• [AIM OF THE EXERCISE]:
Please return each record below exactly, with nothing left out.

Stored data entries

==================================================

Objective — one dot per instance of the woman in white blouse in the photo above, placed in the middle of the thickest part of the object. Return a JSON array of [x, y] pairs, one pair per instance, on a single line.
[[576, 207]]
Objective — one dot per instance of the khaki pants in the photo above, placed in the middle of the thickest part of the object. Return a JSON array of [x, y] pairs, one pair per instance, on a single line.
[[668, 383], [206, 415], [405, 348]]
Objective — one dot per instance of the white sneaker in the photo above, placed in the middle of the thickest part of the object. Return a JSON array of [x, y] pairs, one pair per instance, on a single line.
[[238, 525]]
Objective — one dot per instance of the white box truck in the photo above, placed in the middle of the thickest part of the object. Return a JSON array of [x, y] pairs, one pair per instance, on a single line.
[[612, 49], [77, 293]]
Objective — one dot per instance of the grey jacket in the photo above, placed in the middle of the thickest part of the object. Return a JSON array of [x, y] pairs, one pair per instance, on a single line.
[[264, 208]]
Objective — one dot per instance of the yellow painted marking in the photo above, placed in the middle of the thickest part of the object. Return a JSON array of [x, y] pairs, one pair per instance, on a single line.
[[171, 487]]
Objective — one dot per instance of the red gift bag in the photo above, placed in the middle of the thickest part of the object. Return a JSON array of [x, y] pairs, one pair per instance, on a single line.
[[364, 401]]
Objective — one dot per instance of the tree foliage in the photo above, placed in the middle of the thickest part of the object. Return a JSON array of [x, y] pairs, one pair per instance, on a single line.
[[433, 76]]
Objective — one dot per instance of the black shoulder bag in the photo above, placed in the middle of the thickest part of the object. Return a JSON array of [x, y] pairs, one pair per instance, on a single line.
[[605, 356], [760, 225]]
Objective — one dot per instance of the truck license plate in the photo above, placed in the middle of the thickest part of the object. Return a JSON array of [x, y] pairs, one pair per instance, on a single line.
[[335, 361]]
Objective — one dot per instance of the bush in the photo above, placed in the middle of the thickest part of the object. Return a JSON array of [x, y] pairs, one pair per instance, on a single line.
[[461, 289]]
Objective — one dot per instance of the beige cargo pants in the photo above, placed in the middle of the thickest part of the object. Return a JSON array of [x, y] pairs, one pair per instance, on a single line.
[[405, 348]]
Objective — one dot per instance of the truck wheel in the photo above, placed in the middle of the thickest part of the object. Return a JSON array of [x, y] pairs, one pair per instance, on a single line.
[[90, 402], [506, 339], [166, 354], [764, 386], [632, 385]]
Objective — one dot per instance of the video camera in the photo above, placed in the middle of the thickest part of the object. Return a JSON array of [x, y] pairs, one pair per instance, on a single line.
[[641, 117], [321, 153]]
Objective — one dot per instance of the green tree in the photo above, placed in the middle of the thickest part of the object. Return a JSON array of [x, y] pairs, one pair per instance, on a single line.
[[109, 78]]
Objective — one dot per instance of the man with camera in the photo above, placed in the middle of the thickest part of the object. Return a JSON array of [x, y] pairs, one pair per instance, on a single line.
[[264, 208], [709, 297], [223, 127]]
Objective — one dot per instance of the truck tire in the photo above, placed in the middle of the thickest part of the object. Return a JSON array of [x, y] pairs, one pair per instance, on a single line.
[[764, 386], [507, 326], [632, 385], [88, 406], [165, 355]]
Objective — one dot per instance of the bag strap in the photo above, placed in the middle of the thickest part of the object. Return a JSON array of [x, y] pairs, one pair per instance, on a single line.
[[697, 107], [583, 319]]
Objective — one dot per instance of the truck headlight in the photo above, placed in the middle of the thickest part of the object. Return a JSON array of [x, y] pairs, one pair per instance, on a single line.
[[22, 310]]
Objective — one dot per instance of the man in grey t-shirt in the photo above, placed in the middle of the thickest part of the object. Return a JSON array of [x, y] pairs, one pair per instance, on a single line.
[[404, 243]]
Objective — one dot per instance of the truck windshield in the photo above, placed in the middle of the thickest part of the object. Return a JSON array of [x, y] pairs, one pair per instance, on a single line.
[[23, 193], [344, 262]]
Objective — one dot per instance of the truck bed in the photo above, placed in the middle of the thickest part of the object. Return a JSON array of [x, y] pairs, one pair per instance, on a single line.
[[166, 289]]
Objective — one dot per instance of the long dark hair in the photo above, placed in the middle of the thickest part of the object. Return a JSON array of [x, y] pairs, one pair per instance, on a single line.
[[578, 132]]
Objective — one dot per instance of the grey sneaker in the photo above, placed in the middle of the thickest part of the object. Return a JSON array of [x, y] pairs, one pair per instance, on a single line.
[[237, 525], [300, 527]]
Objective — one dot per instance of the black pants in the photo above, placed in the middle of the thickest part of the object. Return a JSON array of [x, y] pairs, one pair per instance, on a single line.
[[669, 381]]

==================================================

• [EXERCISE RESPONSE]:
Objective — one dot per instance of the woman in white blouse in the photo above, placed in the middle of the thickest part of the object. Return a JSON array of [x, y] pairs, one pair per instance, on a single line.
[[576, 207]]
Objective — one dot per instance of the khaki pants in the photo above, placed in the middle of the thickest part of the object. Return a JSON array of [x, y] pairs, one pair per instance, on a single line.
[[668, 383], [206, 415], [405, 348]]
Objective — one dot per instance of the white sneaker in the photo above, placed in the middle of the thickest part of the object. Return a JSON array of [x, y] pairs, one pair per instance, on a single line.
[[238, 525]]
Objective — one dot per instance of the white box truck in the photo above, placed in the middle of the thickest part of the object. Return a JSON array of [x, y] pairs, one pair per instance, on a single line.
[[612, 49], [77, 293]]
Objective — one dot per instance of the grey jacket in the photo above, placed in the middle of the thickest part of the object. Return a JSON array of [x, y] pairs, one pair per instance, on a single line.
[[264, 208]]
Objective — one dot per instance of the yellow painted marking in the photo above, placed in the middle of the thickest part of the object. Return a JSON array of [x, y] pairs, one pair per instance, on a single line.
[[171, 487]]
Objective — one dot per instance of the red gift bag in the photo above, placed in the middle of the thickest part of the object. Return a JSON array of [x, y] pairs, one pair per instance, on a single line.
[[364, 401]]
Objective — one dot per instance of the tree foliage in the photo above, placed in the middle of the thickest part of the object. Return a JSON array of [x, y] pairs, one pair per instance, on a single line.
[[433, 76]]
Objective — one dot per instance of the black shoulder bag in the photo above, placed in the middle of the thickest part of the object. Return a JSON array of [x, y] pairs, one pair per instance, on a single line.
[[605, 356], [760, 225]]
Objective — one dot per instance of the truck license plate in the photo above, placed in the middle of the thickest part of the object. Return a JSON array of [x, y] pairs, one pair per instance, on a single line.
[[335, 361]]
Objective — one dot per instance of the bush in the photo above, placed in the middle of the thickest part of the object. Return a JSON array of [x, y] pairs, one pair per instance, on a single line.
[[461, 289]]
Objective — one dot per instance of the beige cargo pants in the photo above, placed in the middle of the thickest part of the object. Return a JSON array of [x, y] pairs, one pair per instance, on a single line.
[[405, 348]]
Objective — one dot per instance of the truck wheel in the photo above, placed in the middle of the thickest part of the object. Return a JSON array of [x, y] pairs, one pair per instance, on a single line.
[[90, 402], [506, 339], [166, 354], [764, 386], [632, 385]]
Objective — one dot per instance of the video camera in the photo above, placed in the middle of the thickest part of the object. Return a JSON array of [x, y] pairs, one pair per instance, on a single line.
[[641, 117], [321, 153]]
Objective — one dot per instance of the green tree in the photo above, placed in the middle of the thickest part of the object. Return a JSON array of [x, y] pairs, one pair per instance, on a single line.
[[109, 78]]
Objective — one dot per instance of the man with camera in the photo above, placed in the middle of the thickest part of the object. Return a JSON array of [x, y] pairs, one pair per instance, on a single line.
[[264, 208], [709, 297], [223, 127]]
Objective — one dot per instance of the truck tire in the photo above, placed in the middle of the thickest part of the object. Return a JSON array of [x, y] pairs, one pair per instance, on a single line.
[[764, 386], [507, 326], [632, 385], [88, 406], [165, 355]]
Objective — one dot per instance of the bag strap in the photo above, placed in the middle of the thickest part of the object. Return a JSON array of [x, y] pairs, one pair per instance, on a single line.
[[697, 107], [583, 319]]
Objective — one dot per instance of the truck headlight in the photo above, placed in the middle of the thickest part of the object. Return a JSON array of [x, y] pairs, one pair per instance, on a single line.
[[22, 310]]
Objective — one dot per instance of the man in grey t-shirt in the photo above, placed in the middle of the thickest part of the object. Return a JSON array of [x, y] pairs, one pair per instance, on a single line.
[[404, 243]]
Objective — one dot per instance of the truck windshield in the photo above, placed in the middle of the thickest part of the object. Return a JSON array of [x, y] pairs, one pair per instance, on a single line.
[[23, 193], [344, 262]]
Objective — one dot per instance of the truck bed in the photo above, placed in the middle of the thickest part of the object. Return a JSON array of [x, y] pairs, one pair per instance, on a single line.
[[166, 289]]
Objective — one dot per instance of the long dark hair in the photo above, placed in the middle of the thickest part of the object. Return a JSON array of [x, y] pairs, one pair per instance, on a single line.
[[578, 132]]
Objective — one dot per instance of the grey sneaker in the photo above, placed in the middle of the thickest part of the object. Return a JSON array of [x, y] pairs, one pair per instance, on a single line.
[[237, 525], [300, 527]]
Objective — one dot per instance of the black pants in the photo above, placed in the middle of the thickest part of the object. Return a JSON array of [x, y] pairs, one pair per instance, on a single line.
[[669, 381]]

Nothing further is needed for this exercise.